What you need to do: Copy the lines of data below without any changes.

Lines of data
%%

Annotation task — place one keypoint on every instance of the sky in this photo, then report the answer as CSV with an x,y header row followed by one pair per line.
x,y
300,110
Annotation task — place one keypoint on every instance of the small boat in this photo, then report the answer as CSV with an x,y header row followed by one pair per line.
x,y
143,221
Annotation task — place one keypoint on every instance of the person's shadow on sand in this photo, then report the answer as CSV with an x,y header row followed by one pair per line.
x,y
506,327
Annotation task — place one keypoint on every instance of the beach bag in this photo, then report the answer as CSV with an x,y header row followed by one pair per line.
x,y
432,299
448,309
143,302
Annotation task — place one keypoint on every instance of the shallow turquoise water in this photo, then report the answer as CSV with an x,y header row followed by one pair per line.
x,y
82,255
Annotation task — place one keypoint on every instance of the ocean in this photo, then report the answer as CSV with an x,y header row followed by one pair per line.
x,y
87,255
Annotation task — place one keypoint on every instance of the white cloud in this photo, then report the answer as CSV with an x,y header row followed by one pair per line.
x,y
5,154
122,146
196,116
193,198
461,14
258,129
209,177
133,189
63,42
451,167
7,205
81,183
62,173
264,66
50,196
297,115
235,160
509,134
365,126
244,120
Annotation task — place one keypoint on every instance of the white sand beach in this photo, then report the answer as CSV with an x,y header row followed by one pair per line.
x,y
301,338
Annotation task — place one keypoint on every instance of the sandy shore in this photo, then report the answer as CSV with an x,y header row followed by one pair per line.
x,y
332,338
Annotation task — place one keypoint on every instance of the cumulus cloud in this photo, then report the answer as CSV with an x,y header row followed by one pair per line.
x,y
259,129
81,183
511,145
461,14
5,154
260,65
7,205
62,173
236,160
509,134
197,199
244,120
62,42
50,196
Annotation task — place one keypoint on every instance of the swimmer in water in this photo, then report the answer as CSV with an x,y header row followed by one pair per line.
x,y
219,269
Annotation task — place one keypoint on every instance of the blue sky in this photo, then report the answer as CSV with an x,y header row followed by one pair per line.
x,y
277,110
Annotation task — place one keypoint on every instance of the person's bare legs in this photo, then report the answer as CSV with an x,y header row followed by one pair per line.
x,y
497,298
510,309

%%

Exercise response:
Annotation task — place one keypoint on every instance of the sky in this photo, then report the answer as CSV with an x,y header row followed by one pair per line.
x,y
300,110
Annotation task — place one keypoint on every instance of the small boat in this photo, then report the answer as CSV with an x,y header row followed by one pair per line.
x,y
143,221
Annotation task — place one keypoint on every instance of the person's shadow on sand in this photo, then report the answer as CSV with an x,y header row followed by one pair per line.
x,y
506,327
Annotation task — place one keypoint on every instance of the beach bag in this photo, then report the answer as CSV with an x,y header row followed by one pair per line.
x,y
432,299
448,309
143,302
Annotation task — place one keypoint on every instance of the shallow turquoise water in this photo, then report the answer as CSV with an x,y header row followed by one pair per line.
x,y
82,255
Annotation task — place one keypoint on every instance of the ocean in this photo, then report the answer as CSV with an x,y header row followed by one pair per line.
x,y
87,255
Annotation task — place one keypoint on every instance of the white cloud in this photo, then report the answer as CSV with an x,y header row followed by one pair per line.
x,y
5,154
122,146
196,116
193,198
461,14
258,129
209,177
133,189
63,42
451,167
7,205
81,183
62,173
264,66
50,196
297,115
235,160
509,134
365,126
244,120
Annotation task — place one keypoint on every instance of the white sand beach in this photo, then report the answer as CSV with an x,y header row followed by one pair per line.
x,y
301,338
Annotation task — place one keypoint on every instance of the sandy shore in this photo, then report the answer as CSV with an x,y header row followed by one pair per line.
x,y
332,338
Annotation task — place one keypoint on every instance of the cumulus cloud in this photo, then report the answer as CSV with an x,y header row followed by one pair per line.
x,y
259,129
81,183
511,145
461,14
5,154
260,65
7,205
62,173
236,160
509,134
197,199
244,120
62,42
50,196
Annotation task — place one keypoint on every instance of the swimmer in water in this photo, then report the answer as CSV with an x,y header row followed by one pair per line.
x,y
219,269
Annotation task — place one keypoint on every instance of the blue sky in this photo, then report the answer as CSV with an x,y header row followed by one pair per line.
x,y
277,110
Annotation task — place one keypoint on every instance of the person's bare legs in this photo, then report the answer as CSV with an x,y header row followed by one pair per line.
x,y
497,298
510,309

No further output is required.